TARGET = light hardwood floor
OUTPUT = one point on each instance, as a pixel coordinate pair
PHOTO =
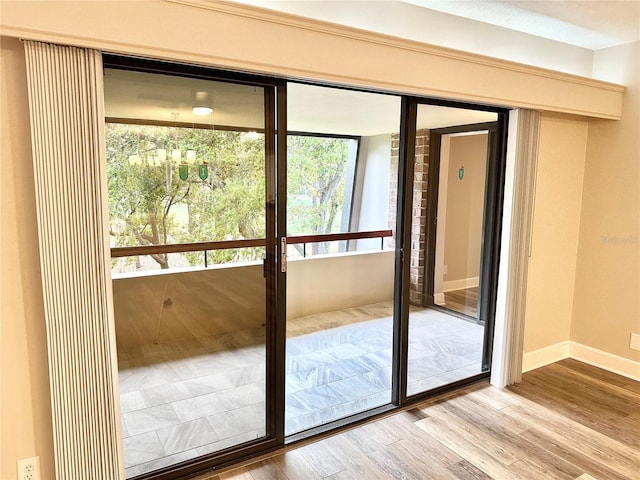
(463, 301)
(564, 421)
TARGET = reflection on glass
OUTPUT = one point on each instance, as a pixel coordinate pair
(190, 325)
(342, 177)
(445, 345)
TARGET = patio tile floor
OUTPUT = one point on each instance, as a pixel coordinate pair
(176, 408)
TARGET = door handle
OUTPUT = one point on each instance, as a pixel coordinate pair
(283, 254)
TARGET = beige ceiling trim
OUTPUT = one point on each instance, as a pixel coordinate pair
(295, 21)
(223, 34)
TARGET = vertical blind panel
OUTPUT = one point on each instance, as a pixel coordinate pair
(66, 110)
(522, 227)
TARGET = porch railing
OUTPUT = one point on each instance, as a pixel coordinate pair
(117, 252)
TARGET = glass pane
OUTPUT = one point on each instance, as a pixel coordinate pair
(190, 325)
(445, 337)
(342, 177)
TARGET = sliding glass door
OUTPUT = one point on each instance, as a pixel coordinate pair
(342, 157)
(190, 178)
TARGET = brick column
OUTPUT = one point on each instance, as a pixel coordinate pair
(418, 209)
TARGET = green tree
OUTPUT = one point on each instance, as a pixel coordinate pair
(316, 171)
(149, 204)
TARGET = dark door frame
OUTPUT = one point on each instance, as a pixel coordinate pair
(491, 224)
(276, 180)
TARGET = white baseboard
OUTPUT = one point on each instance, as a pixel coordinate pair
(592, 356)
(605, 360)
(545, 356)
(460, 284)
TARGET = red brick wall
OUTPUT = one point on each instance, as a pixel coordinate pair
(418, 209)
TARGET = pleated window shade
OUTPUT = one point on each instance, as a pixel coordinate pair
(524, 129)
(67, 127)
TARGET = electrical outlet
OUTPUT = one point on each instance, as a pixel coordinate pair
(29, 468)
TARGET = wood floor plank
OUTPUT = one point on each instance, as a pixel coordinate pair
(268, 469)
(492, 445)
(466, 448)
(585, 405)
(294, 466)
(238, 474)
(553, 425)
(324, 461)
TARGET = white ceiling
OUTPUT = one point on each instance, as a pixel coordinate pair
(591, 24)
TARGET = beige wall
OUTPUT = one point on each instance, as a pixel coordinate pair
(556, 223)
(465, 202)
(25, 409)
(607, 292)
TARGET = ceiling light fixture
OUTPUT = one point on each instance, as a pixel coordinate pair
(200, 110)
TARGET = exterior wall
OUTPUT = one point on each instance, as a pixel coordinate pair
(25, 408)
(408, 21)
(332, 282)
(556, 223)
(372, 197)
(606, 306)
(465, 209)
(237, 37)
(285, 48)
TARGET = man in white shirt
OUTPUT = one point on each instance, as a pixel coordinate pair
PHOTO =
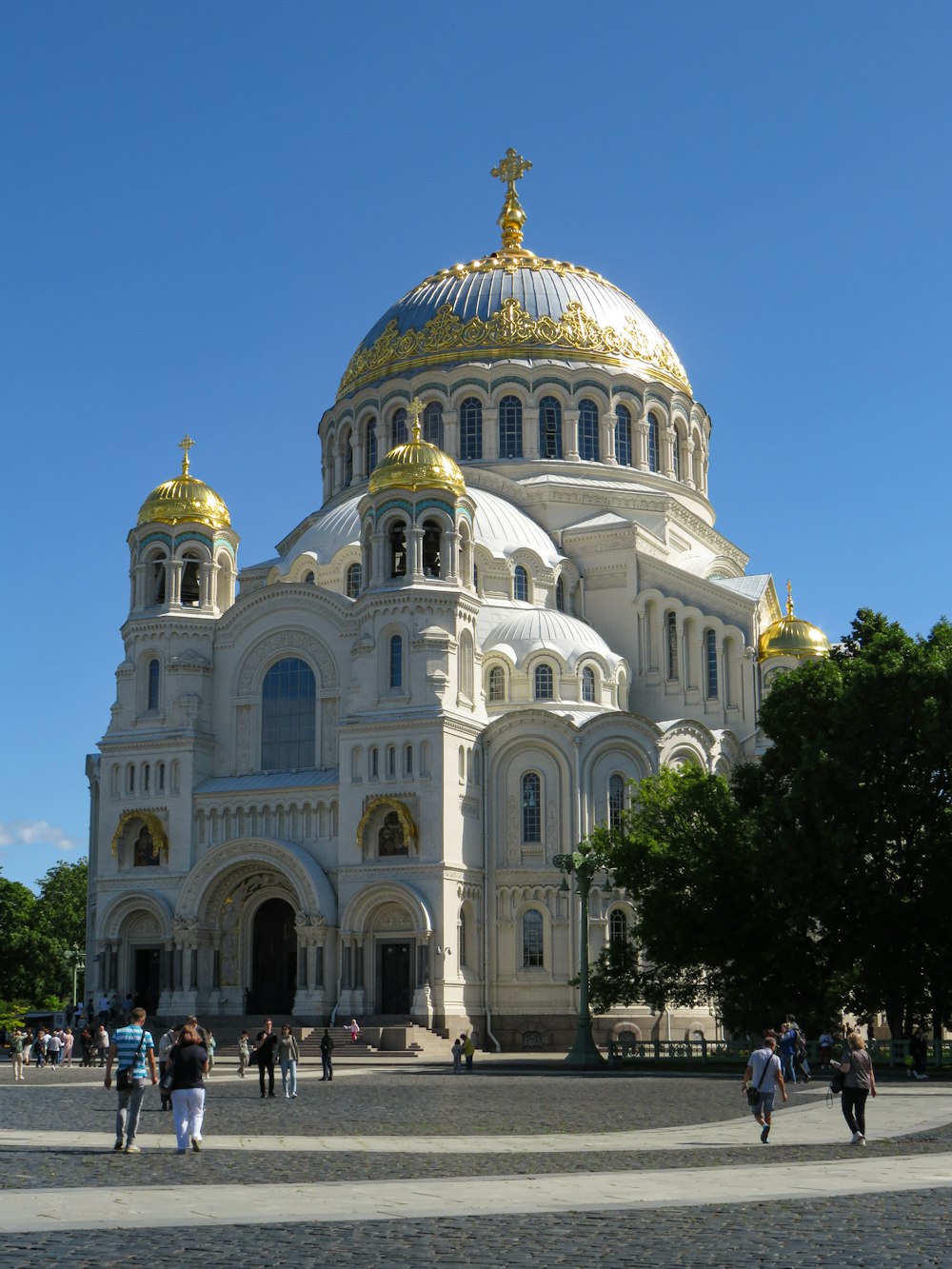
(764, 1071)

--

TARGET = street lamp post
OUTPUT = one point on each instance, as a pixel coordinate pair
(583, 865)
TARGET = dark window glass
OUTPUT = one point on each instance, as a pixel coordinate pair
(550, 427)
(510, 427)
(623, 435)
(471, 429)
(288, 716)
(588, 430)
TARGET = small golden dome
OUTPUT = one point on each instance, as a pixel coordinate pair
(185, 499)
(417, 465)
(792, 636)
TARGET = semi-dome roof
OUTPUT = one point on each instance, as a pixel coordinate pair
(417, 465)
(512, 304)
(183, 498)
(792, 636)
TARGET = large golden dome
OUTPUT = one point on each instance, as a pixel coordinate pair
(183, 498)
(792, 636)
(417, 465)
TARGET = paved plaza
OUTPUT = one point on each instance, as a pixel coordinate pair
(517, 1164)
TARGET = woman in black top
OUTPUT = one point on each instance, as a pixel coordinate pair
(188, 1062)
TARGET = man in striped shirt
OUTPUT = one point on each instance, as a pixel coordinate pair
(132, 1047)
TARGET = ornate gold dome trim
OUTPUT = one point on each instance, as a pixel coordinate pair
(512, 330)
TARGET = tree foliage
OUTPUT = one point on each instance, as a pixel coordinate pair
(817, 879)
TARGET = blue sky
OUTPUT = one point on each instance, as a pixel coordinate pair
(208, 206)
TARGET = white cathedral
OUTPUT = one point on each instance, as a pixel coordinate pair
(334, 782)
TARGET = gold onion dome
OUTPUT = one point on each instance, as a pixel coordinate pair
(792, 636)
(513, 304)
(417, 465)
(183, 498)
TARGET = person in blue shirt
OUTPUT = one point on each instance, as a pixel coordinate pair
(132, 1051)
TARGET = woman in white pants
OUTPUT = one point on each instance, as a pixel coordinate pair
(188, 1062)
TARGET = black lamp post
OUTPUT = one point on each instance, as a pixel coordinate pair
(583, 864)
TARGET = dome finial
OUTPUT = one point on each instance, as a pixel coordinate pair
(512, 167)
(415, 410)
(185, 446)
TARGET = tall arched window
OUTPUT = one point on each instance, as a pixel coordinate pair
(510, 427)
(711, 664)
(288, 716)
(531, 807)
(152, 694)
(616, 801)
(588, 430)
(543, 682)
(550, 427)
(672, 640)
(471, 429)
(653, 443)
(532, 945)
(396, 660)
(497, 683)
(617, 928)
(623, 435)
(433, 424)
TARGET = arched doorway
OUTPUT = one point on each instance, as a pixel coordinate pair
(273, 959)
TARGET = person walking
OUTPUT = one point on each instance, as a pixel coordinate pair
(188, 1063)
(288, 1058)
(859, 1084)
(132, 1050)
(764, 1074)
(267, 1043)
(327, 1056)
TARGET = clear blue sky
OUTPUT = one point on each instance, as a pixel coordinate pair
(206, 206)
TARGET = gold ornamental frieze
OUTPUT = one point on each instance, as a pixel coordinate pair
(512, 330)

Action item: Among the records above, extract exactly the lines from the line with "TARGET = glass pane" to the line with "TARGET = exterior wall", both lines included, and leave out the rest.

Solution:
TARGET = glass pane
OUTPUT = one point on each instance, as a pixel coordinate pair
(190, 325)
(445, 337)
(342, 177)
TARGET = sliding glass door
OUTPUT = one point on each instance, as a pixel coordinate pair
(342, 157)
(190, 178)
TARGET = brick column
OUTPUT = one point on each instance, as a pixel coordinate pair
(418, 209)
TARGET = green tree
OUTPUT = one point on each instance, as a pixel coordinate pair
(316, 171)
(149, 204)
TARGET = dark door frame
OUTPUT = one point on each instance, as a pixel coordinate pair
(491, 224)
(276, 180)
TARGET = white baseboard
OUTPUT = one point on each instance, as a pixel coordinate pair
(592, 356)
(605, 360)
(545, 356)
(460, 284)
TARGET = red brick wall
OUTPUT = one point on each instance, as a pixel coordinate pair
(418, 209)
TARGET = pleated window shade
OUTPUT = one point on each instance, as a pixel coordinate pair
(524, 129)
(67, 127)
TARGET = electrical outlet
OUTPUT = one point on each instance, as a pixel coordinate pair
(29, 468)
TARGET = wood floor plank
OUTPUT = one point on each instance, as a pixel coordinate pair
(268, 469)
(492, 445)
(466, 448)
(585, 405)
(294, 466)
(238, 474)
(553, 425)
(324, 461)
TARGET = white ceiling
OUTPUT = one point on each instance, as a pixel coordinate pair
(591, 24)
TARGET = beige wall
OUTPUT = one point on each instance, as a pixel coordinate pair
(556, 223)
(465, 202)
(25, 409)
(607, 292)
TARGET = ceiling light fixture
OUTPUT = one point on each instance, as a pixel coordinate pair
(200, 110)
TARGET = exterior wall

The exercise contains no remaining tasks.